Material to process
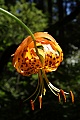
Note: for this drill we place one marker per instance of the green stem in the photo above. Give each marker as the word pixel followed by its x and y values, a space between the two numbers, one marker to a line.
pixel 25 27
pixel 18 21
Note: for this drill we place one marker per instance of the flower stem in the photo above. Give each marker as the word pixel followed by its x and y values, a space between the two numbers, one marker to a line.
pixel 18 21
pixel 24 26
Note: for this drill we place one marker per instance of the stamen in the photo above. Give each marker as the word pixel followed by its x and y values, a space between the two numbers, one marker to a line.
pixel 44 91
pixel 62 92
pixel 32 104
pixel 53 87
pixel 72 96
pixel 52 90
pixel 40 101
pixel 59 98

Exercise details
Render the listing above as a two-column CSV with the headers instruction and markers. Give one row for each line beginning with "Note:": put that line under instruction and the pixel lines that follow it under markers, quote each field, turn line breaks into spaces, and leave out the picture.

Problem solution
instruction,markers
"Note: for this drill we place one marker per instance of the green stem in the photo above. Give each marker as the word pixel followed by its x and y values, a space between the two numbers, one marker to a line.","pixel 25 27 pixel 18 21"
"Note: for this drill we place one marker per instance of the flower stem in the photo above. Give each marker as the word pixel followed by its x and y values, a space between the two numbers, one marker to a line.","pixel 18 21 pixel 24 26"
"Note: for this drill we place one marker per instance of the stamen in the photo above. Give each marker as the word pixel followed by its x and y values, a space between the two numbers, one marker to a line.","pixel 44 91 pixel 62 92 pixel 32 104 pixel 53 87 pixel 72 96 pixel 52 90 pixel 40 101 pixel 59 98"